§ **What to do**
Pull out every line in the rows below that contains the word "mountain", and copy each one as it appears.

Location annotation dataset excerpts
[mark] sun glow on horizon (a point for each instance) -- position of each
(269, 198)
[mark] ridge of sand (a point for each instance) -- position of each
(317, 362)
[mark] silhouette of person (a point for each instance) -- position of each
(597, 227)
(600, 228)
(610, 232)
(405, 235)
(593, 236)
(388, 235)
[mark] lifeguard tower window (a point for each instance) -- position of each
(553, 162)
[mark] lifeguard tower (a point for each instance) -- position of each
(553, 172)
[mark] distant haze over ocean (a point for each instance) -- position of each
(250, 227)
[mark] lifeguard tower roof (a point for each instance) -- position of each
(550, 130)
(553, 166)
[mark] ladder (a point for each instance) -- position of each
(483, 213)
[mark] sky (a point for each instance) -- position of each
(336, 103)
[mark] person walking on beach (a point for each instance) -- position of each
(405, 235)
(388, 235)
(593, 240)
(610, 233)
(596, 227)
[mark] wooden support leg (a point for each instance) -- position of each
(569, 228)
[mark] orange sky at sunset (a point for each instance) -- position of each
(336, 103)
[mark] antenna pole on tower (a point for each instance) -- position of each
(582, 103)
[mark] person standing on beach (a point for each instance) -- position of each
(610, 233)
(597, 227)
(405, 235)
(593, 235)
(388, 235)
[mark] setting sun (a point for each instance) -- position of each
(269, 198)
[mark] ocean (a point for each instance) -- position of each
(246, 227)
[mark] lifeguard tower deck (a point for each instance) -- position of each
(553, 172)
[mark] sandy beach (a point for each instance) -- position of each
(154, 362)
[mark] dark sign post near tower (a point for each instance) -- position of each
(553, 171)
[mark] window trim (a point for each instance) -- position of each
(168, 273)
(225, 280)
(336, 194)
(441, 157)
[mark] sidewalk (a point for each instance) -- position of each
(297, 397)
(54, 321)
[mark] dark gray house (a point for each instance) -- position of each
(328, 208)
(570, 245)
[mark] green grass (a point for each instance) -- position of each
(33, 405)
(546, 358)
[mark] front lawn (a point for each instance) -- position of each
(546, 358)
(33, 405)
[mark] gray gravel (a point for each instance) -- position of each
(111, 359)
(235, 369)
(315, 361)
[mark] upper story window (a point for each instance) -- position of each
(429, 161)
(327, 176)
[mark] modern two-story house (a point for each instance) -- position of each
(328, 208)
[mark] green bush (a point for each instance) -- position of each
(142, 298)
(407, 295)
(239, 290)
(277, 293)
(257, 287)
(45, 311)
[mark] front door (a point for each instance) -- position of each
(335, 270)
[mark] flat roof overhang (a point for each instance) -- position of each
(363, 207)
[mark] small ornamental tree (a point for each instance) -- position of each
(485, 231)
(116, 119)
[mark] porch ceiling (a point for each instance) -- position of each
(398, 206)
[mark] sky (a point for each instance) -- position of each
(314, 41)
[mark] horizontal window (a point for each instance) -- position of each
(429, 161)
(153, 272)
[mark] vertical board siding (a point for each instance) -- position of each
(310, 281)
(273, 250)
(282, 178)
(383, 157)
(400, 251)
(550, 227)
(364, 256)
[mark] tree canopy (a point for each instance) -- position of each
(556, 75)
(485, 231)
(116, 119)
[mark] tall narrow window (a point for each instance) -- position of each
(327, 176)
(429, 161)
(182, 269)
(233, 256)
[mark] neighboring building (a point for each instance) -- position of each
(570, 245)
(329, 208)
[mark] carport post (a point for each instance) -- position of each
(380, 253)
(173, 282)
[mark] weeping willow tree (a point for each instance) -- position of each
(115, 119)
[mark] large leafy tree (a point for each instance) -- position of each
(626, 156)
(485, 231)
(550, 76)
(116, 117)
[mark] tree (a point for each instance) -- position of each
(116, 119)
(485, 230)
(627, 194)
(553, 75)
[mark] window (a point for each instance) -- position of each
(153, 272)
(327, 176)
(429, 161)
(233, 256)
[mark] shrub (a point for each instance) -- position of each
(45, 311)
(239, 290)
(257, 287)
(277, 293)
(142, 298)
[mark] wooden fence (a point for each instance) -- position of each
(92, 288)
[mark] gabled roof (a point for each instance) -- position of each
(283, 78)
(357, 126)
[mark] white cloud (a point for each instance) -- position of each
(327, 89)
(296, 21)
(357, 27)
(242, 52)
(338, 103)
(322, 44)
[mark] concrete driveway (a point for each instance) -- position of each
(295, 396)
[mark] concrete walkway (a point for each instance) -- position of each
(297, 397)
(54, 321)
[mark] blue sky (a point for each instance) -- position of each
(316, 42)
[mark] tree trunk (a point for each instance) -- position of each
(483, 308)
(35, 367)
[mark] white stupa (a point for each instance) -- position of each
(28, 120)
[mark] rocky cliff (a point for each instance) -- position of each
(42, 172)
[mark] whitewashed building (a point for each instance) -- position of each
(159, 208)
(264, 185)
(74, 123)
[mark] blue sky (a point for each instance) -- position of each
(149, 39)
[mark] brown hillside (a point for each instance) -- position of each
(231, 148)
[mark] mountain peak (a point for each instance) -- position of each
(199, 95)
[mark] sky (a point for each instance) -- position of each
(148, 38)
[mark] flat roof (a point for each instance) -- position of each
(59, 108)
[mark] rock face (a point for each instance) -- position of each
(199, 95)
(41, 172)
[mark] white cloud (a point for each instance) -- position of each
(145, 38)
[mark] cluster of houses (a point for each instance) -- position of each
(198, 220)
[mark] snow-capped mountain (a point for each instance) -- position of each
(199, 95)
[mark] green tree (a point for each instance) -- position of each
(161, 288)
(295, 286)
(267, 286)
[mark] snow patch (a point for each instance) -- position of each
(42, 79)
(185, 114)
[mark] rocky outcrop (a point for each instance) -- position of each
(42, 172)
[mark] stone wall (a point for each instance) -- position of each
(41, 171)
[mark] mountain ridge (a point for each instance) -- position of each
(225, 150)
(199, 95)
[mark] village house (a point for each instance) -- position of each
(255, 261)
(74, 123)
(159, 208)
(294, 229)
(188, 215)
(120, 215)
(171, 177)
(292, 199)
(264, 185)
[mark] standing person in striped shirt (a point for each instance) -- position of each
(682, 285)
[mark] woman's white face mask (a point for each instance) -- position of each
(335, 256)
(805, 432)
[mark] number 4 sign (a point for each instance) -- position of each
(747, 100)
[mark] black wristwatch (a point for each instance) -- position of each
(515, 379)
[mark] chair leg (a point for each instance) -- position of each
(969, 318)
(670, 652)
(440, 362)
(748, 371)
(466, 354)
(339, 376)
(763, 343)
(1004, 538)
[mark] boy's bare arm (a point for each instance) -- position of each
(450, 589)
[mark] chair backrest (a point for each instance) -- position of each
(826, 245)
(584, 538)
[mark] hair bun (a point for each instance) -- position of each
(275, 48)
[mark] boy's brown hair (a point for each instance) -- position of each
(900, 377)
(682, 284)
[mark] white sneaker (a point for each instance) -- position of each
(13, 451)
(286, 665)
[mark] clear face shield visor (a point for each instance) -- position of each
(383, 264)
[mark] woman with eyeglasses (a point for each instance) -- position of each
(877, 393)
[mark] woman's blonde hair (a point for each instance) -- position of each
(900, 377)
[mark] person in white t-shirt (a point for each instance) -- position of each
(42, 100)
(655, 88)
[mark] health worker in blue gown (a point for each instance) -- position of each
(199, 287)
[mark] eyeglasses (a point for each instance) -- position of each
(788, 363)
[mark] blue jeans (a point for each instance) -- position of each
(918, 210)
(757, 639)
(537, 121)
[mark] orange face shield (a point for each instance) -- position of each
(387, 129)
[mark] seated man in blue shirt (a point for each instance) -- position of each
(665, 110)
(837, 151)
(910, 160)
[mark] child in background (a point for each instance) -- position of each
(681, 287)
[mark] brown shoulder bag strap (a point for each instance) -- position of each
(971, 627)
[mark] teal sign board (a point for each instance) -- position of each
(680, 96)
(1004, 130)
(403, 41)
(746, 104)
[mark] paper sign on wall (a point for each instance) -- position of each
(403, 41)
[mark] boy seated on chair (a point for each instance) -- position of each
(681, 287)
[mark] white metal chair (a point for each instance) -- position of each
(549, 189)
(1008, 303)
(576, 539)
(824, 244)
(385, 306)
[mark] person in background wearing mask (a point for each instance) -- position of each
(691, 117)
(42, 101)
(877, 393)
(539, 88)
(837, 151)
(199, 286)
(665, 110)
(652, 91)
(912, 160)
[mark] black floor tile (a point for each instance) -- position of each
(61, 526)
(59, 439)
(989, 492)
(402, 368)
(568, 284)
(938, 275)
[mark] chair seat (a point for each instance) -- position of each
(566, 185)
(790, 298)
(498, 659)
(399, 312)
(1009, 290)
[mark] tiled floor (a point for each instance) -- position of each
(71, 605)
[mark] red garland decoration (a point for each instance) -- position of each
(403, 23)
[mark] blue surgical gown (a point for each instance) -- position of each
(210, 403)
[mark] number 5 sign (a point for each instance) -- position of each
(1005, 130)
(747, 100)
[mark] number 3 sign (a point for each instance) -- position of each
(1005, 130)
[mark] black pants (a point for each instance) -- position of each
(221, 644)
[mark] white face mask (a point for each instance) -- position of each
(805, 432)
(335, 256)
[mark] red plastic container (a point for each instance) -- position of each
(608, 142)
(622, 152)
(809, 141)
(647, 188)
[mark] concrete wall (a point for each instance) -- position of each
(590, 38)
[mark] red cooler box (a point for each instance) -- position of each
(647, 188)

...

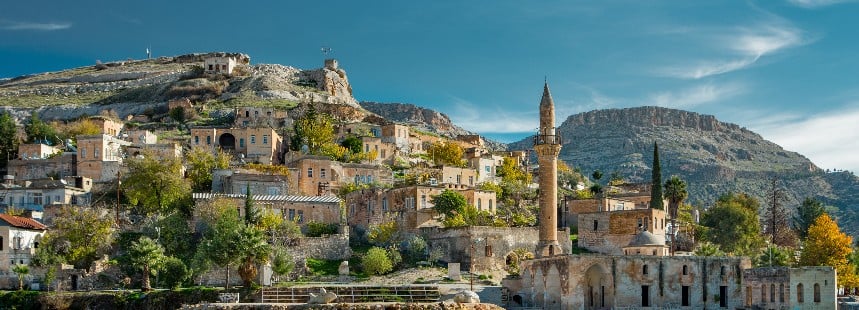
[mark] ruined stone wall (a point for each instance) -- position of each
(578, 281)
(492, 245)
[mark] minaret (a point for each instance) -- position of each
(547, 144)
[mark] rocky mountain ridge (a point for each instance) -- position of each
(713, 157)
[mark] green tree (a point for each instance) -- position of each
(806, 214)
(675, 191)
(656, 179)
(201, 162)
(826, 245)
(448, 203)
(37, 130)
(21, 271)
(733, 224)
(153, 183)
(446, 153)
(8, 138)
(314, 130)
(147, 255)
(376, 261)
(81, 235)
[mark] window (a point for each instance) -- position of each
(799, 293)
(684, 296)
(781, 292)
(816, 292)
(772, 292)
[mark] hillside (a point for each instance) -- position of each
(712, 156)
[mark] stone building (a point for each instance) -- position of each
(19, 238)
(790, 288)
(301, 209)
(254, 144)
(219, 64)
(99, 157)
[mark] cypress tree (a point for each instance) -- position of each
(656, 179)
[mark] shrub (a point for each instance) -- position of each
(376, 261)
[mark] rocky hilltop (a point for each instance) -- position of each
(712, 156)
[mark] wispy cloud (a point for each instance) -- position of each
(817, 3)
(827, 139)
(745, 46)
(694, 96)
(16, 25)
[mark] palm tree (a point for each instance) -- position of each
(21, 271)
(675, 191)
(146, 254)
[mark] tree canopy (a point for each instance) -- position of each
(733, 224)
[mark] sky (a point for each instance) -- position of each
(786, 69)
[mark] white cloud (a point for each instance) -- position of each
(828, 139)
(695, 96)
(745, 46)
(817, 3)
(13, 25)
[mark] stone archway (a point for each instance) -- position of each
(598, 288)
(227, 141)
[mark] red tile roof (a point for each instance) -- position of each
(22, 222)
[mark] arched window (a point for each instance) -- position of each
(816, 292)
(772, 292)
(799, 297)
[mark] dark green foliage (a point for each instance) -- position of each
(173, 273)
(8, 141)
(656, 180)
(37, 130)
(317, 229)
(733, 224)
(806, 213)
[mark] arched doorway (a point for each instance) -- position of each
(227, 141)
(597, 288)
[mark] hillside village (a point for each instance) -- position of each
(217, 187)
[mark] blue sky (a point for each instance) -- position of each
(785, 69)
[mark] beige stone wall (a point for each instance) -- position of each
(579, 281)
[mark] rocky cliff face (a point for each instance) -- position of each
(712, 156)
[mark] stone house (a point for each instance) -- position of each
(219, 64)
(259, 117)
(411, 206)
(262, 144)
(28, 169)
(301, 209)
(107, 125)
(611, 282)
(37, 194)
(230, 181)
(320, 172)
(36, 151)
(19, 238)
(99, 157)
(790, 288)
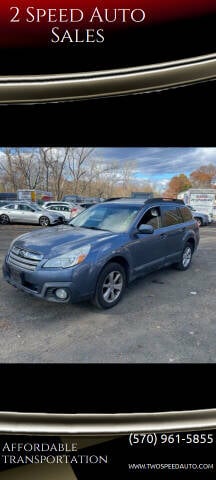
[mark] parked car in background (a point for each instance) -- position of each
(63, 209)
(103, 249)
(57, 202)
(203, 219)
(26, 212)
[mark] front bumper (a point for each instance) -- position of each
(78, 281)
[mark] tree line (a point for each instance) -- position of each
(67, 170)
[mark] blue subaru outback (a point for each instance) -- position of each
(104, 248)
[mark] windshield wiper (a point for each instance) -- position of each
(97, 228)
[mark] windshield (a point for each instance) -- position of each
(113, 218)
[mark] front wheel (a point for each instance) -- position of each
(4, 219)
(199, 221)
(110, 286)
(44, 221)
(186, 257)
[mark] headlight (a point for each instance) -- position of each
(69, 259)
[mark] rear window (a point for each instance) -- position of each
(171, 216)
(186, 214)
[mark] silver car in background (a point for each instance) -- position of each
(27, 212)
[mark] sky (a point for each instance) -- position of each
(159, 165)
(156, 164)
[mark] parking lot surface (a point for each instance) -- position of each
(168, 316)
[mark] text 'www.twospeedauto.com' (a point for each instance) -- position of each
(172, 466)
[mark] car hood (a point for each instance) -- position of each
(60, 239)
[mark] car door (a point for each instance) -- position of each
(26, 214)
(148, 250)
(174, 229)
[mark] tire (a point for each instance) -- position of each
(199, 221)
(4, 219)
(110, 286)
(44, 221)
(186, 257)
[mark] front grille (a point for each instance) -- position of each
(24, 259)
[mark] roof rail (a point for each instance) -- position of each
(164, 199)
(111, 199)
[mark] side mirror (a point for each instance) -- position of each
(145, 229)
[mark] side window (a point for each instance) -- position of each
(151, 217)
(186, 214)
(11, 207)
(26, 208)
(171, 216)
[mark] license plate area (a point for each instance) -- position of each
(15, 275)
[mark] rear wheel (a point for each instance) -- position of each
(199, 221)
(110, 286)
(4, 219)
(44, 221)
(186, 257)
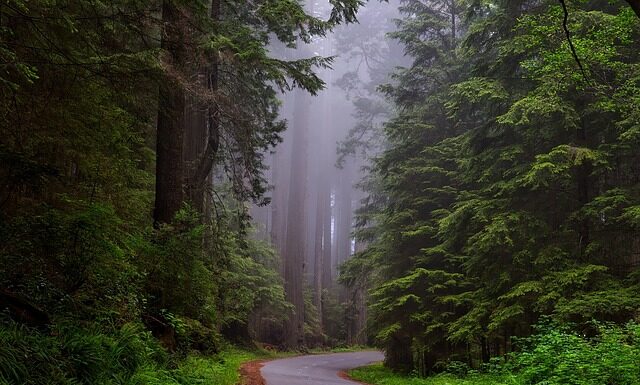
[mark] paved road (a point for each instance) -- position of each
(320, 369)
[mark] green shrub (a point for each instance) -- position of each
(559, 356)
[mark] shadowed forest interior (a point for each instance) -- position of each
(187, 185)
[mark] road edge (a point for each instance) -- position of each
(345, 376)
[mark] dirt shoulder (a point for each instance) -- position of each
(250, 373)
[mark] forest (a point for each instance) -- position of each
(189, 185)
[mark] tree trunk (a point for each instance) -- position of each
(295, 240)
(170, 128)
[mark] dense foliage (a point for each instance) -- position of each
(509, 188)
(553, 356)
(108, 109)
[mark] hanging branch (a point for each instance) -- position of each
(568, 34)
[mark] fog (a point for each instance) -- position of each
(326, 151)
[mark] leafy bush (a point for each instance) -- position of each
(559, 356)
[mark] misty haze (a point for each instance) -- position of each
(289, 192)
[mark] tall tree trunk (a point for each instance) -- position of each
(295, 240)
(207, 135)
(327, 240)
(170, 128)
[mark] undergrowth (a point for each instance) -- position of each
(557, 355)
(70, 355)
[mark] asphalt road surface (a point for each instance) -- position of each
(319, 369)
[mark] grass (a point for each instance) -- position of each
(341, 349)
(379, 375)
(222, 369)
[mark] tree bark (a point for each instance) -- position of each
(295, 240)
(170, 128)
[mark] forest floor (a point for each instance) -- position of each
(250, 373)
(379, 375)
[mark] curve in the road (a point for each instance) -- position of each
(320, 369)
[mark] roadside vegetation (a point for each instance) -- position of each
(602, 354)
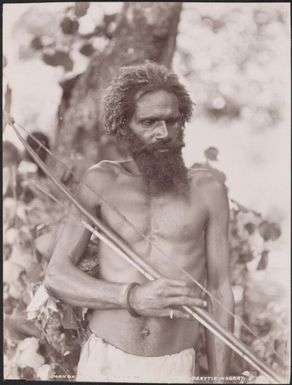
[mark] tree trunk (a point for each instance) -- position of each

...

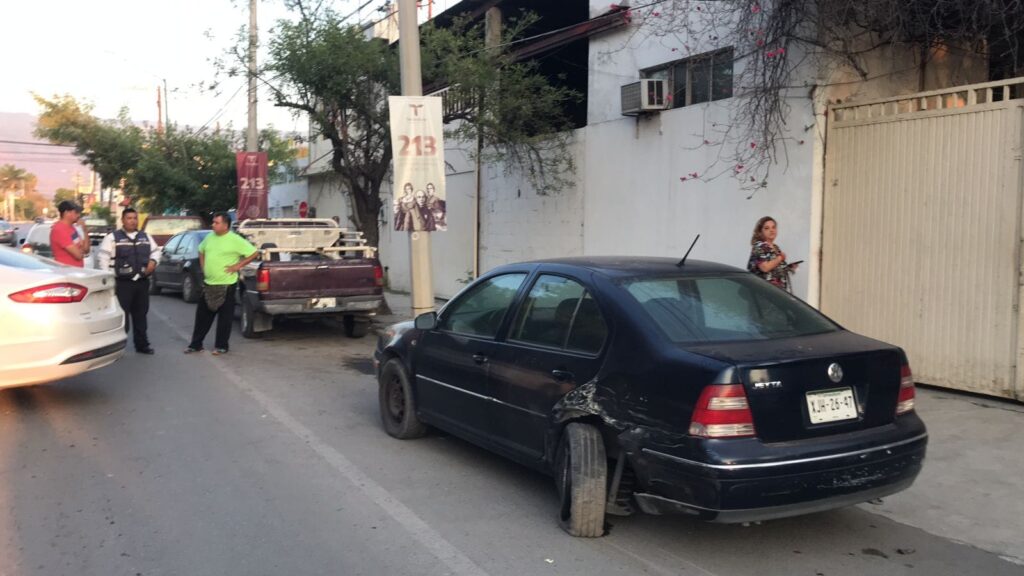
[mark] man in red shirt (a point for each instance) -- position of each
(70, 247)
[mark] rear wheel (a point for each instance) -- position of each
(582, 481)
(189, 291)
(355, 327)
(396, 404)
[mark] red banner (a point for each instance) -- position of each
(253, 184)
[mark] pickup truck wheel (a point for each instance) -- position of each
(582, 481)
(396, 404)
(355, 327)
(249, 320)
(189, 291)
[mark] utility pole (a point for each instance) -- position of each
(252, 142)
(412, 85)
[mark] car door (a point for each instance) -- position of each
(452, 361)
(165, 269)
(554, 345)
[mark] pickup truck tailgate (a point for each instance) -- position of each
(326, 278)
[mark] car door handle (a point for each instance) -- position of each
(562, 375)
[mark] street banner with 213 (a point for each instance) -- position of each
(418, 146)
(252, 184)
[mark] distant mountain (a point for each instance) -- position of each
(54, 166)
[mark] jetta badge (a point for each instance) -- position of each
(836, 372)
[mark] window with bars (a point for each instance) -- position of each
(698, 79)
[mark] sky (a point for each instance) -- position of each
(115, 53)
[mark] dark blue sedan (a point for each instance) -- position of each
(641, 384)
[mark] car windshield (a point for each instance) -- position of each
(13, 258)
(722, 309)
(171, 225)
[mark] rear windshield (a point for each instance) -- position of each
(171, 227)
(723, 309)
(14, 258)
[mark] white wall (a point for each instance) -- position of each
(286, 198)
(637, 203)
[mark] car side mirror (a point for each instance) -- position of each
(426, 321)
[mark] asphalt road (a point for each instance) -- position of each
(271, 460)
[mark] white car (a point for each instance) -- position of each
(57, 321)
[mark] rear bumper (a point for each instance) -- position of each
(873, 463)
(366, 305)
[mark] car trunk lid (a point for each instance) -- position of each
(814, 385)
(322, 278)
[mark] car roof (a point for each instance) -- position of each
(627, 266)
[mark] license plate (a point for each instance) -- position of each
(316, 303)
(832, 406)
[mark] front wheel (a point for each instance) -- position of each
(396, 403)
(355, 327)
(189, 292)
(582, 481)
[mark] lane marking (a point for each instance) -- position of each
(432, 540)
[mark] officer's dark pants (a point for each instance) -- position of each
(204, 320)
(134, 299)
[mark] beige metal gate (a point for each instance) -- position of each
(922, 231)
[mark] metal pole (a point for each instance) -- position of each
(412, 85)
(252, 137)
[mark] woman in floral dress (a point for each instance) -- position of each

§ **Correct response**
[mark] mountain peak (a point for each instance) -- position of each
[mark] snow-capped mountain (a point for each instance) -- position of each
[mark] mountain ridge (a point for each instance) -- position of each
[mark] rocky mountain ridge (a point for each instance) -- position of each
[mark] distant mountain (a point for each instance) -- position of each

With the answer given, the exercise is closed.